Task brief:
Continue the currency market report by writing what comes after its last sentence.

Exercise passage:

··········

The safe-haven Japanese yen sat near a one-week high and a steady U.S. dollar held commodity currencies in check on Wednesday, as worries about rising coronavirus cases tempered optimism around promising vaccine trials.

At 104.14 per dollar, the yen has recouped more than half of the steep losses it suffered last week after Pfizer announced it had developed a working COVID-19 vaccine. Bitcoin, sometimes regarded as a haven asset or at least a hedge against inflation, has surged to a three-year high against the dollar and the risk-sensitive Australian and New Zealand dollars were a fraction softer, along with stocks.

“The slight cooling of equity sentiment has put a cap on currencies,” said Westpac currency analyst Imre Speizer. “We know we've got a vaccine. Now it's about distribution and how quickly it can start to make a difference, which is going to be quite a few months away.” Before then, a tough winter looms. Surging cases have driven record hospitalisations and fresh restrictions on gathering in the United States, while new outbreaks vex authorities in Japan, South Korea and Australia.

Federal Reserve Chair Jerome Powell said on Tuesday that there was “a long way to go” to economic recovery. The Australian dollar slipped 0.3% on Tuesday and was a shade weaker still on Wednesday at $0.7288.

The New Zealand dollar was 0.1% softer at $0.6889. The euro was steady at $1.1862 and against a basket of currencies the dollar held at 92.439 - a little softer than earlier in the week as a slight bond rally has knocked the shine off U.S. Treasury yields. “It's back to pondering short-term negatives vs longer-term vaccine positives, and that's creating volatility,” ANZ analysts said in a note. “Vaccine deployment isn't an immediate fix ... expect things to remain mixed and messy.”

··········

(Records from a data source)
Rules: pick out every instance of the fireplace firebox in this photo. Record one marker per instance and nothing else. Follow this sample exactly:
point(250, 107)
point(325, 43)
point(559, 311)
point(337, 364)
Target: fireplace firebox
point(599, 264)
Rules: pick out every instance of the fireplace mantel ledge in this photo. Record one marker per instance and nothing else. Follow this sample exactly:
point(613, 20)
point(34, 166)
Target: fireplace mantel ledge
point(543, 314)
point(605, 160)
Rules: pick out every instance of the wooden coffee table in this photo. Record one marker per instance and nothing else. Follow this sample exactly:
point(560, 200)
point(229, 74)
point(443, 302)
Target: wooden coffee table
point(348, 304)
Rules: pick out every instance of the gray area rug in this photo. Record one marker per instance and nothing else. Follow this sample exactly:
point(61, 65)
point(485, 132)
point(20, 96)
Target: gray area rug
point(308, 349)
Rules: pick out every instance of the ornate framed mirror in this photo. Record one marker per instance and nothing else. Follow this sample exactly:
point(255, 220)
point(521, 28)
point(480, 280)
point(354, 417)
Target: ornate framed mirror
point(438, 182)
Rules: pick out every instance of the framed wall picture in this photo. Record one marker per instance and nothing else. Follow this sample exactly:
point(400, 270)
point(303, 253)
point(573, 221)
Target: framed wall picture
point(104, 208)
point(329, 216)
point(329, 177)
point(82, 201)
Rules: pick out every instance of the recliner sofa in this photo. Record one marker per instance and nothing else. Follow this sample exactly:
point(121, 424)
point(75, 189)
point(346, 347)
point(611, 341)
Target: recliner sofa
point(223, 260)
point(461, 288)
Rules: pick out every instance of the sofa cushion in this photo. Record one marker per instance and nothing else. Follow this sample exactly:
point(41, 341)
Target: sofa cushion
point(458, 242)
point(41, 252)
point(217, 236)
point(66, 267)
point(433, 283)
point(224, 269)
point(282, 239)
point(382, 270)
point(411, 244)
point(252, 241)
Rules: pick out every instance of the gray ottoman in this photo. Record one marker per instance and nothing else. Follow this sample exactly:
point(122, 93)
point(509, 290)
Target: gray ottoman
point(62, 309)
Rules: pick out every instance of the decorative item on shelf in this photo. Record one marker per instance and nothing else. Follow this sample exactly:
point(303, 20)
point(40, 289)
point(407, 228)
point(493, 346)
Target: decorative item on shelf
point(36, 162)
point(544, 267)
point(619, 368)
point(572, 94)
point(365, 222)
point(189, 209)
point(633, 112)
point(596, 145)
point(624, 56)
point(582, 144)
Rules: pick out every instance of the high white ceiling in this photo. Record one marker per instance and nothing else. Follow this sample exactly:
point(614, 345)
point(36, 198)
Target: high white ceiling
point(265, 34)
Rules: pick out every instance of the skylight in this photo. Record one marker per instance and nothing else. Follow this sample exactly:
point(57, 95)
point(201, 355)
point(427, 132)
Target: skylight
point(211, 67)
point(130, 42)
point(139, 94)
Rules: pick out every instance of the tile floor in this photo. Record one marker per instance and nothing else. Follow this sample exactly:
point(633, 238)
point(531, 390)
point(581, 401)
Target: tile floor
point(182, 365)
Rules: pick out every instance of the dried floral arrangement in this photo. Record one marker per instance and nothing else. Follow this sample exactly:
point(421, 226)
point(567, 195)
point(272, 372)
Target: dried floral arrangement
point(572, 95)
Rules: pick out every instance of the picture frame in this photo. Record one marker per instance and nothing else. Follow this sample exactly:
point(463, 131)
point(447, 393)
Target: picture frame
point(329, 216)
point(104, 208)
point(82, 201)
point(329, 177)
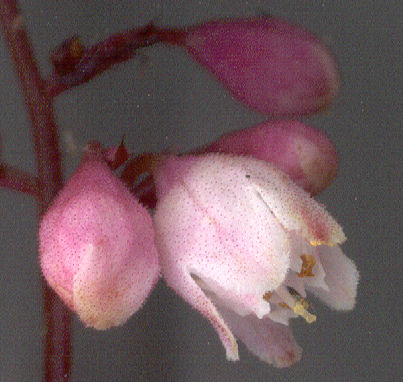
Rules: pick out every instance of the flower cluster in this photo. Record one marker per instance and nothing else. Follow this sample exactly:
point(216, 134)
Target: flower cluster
point(235, 230)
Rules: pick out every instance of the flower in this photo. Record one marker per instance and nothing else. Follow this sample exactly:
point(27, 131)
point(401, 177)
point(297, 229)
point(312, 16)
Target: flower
point(270, 65)
point(96, 245)
point(241, 243)
point(305, 154)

··········

Result of this task:
Elsewhere sterling edged higher as traders hoped for a Brexit trade deal breakthrough. Britain's chief negotiator David Frost has told Prime Minister Boris Johnson to expect a Brussels trade deal “early next week”, The Sun newspaper reported, with “a possible landing zone” as soon as next Tuesday.

As soft economic data in the United States weighed on dollar sentiment, strong industrial output in China kept the yuan's barnstorming run alive, sending it to an almost 29-month high of 6.5457 per dollar in offshore trade.

The Chinese yuan has gained nearly 9% against the dollar since late May, despite the central bank taking various actions to temper its strength. Later on Wednesday British inflation figures are due and several U.S. Fed members make speeches. In emerging markets, focus is on a Bank of Thailand meeting, though most economists expect rates to be kept on hold.